• Task statement: Find "Target = window shutter" in the data below; transcribe the line it appears on and each line after it, exactly, to the end, and nothing else.

Pointing dataset records
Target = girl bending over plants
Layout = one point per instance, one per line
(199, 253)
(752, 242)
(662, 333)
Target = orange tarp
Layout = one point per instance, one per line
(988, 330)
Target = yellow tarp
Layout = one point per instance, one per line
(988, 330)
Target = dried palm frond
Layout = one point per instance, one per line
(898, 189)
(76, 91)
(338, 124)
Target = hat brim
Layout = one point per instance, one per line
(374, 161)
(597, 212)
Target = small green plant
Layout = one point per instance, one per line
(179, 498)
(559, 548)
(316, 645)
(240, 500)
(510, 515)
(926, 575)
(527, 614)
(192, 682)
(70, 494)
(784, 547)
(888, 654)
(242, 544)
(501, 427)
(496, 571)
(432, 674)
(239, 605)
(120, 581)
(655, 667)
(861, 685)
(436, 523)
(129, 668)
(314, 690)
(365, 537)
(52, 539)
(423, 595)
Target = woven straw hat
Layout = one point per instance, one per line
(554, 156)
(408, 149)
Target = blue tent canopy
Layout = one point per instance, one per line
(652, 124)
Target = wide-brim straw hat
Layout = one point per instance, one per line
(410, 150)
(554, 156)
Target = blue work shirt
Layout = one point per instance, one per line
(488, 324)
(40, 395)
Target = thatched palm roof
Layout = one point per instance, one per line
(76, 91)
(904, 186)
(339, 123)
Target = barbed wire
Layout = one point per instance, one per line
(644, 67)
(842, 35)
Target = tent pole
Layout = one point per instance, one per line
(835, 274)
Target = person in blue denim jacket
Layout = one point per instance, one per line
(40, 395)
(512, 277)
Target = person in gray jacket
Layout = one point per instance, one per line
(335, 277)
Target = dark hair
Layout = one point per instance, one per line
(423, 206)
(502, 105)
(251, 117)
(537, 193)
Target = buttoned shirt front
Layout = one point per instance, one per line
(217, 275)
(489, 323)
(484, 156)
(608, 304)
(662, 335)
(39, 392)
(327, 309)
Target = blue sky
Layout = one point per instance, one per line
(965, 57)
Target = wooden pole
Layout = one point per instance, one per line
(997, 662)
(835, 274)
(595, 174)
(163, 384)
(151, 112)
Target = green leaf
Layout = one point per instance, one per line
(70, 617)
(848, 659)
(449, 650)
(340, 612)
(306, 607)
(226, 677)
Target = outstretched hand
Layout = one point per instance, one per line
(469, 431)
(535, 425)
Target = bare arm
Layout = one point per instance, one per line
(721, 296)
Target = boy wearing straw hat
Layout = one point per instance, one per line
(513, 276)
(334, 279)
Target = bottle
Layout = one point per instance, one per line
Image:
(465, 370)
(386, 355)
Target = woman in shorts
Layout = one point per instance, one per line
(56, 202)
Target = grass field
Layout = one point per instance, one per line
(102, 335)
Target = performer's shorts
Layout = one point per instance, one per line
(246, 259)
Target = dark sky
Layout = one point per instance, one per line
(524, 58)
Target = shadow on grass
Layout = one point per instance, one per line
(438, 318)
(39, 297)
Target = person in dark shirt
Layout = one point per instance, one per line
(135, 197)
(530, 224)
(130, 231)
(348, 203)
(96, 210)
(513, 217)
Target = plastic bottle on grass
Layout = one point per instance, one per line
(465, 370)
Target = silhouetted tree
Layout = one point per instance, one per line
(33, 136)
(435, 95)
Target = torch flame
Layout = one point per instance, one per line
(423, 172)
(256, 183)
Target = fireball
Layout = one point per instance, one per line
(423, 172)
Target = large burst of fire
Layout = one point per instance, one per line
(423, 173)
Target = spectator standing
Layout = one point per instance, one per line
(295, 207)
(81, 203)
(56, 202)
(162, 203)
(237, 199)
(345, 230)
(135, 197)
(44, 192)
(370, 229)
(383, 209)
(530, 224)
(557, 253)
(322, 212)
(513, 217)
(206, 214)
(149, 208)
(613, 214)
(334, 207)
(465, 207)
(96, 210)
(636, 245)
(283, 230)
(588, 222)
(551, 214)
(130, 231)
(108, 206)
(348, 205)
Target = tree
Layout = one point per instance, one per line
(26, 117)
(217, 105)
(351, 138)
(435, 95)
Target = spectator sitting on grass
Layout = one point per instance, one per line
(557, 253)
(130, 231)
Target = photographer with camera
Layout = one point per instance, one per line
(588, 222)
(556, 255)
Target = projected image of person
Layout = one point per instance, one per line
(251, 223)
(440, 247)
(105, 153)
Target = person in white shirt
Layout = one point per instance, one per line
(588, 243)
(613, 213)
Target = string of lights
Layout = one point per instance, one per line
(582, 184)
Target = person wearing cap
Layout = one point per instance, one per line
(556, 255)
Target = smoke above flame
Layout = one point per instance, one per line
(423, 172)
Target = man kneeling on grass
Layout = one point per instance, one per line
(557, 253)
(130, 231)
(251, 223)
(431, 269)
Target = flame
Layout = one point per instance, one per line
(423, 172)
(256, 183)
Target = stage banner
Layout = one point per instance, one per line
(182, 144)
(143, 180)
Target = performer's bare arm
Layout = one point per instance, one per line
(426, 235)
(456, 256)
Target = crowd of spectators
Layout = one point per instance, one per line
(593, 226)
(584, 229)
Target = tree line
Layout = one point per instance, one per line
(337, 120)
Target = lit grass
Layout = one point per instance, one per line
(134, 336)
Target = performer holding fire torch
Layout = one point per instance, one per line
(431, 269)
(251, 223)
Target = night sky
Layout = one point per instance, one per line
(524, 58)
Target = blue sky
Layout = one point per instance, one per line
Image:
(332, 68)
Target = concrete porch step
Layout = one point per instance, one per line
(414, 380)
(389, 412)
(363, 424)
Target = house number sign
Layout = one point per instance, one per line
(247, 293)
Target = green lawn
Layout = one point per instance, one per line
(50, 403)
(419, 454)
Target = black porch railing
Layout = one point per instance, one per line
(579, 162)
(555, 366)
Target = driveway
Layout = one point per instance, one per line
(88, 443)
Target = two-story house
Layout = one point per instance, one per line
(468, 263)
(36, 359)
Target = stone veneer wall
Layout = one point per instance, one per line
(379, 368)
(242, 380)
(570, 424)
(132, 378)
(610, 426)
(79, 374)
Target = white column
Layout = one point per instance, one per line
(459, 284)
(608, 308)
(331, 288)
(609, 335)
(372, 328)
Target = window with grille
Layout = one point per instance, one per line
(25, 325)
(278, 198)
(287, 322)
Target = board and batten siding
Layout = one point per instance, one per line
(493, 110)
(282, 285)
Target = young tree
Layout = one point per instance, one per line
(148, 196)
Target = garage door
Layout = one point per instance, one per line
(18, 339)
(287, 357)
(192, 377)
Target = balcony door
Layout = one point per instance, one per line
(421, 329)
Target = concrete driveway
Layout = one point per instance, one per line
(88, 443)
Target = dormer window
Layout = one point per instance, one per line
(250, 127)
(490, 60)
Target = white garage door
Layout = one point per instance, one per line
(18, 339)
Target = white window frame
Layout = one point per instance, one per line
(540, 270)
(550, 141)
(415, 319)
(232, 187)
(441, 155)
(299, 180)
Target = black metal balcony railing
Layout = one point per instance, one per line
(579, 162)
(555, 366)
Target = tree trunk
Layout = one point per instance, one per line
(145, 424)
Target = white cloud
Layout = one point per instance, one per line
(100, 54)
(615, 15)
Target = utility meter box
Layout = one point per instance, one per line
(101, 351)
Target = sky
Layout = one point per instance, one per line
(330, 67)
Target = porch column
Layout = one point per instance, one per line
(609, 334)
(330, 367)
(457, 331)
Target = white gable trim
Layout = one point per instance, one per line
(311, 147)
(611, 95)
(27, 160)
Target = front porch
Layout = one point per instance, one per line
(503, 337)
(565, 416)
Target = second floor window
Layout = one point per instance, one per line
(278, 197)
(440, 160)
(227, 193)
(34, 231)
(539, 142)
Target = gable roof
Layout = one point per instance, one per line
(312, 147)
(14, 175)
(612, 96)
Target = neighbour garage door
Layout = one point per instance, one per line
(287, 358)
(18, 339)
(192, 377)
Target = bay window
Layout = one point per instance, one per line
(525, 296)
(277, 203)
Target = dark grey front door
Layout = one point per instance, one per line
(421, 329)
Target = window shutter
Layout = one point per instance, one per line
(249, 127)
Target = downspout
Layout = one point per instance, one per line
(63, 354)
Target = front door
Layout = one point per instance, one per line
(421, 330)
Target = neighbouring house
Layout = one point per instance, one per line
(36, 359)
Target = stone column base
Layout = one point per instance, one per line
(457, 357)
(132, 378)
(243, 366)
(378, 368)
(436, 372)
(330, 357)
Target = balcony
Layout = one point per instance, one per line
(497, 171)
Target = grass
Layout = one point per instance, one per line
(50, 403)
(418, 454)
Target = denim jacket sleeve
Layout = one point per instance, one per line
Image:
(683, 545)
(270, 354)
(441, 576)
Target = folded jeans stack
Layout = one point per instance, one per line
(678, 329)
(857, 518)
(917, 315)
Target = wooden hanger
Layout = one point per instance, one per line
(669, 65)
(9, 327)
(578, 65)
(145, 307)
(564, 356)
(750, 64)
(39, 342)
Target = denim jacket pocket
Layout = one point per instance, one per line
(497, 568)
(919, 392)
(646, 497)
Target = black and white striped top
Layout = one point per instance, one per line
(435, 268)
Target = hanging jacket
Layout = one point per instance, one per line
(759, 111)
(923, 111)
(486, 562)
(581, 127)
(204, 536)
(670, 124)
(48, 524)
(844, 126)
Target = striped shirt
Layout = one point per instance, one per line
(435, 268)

• Result of this task:
Target = window shutter
Layout = one point per instance, one per line
(249, 127)
Target = downspout
Layout = one point per instance, one per line
(63, 354)
Target = front door
Layout = one point per instance, one per line
(421, 330)
Target = neighbouring house
Layout = one point per instance, one per line
(36, 359)
Target = stone column base
Layout = one point per instance, one per line
(457, 357)
(132, 378)
(243, 366)
(378, 368)
(436, 372)
(330, 357)
Target = balcony
Layout = one point per instance, one per line
(497, 171)
Target = grass
Layout = one point per instance, one per line
(50, 403)
(418, 454)
Target = denim jacket sleeve
Layout = one point per instance, one per line
Image:
(683, 545)
(270, 354)
(441, 576)
Target = folded jeans stack
Layout = one point per instance, one per line
(678, 329)
(857, 518)
(917, 315)
Target = wooden hanger
Layout = one point per instance, one per line
(669, 65)
(9, 327)
(578, 65)
(145, 307)
(564, 356)
(750, 64)
(39, 342)
Target = denim jacket pocket
Layout = one point per instance, one per line
(497, 568)
(919, 392)
(646, 497)
Target = black and white striped top
Layout = one point per instance, one per line
(435, 268)
Target = hanging jacket
Layout = one point per instance, one per line
(759, 111)
(923, 111)
(486, 562)
(581, 127)
(204, 536)
(670, 124)
(48, 524)
(844, 126)
Target = striped shirt
Layout = one point per instance, one per line
(435, 268)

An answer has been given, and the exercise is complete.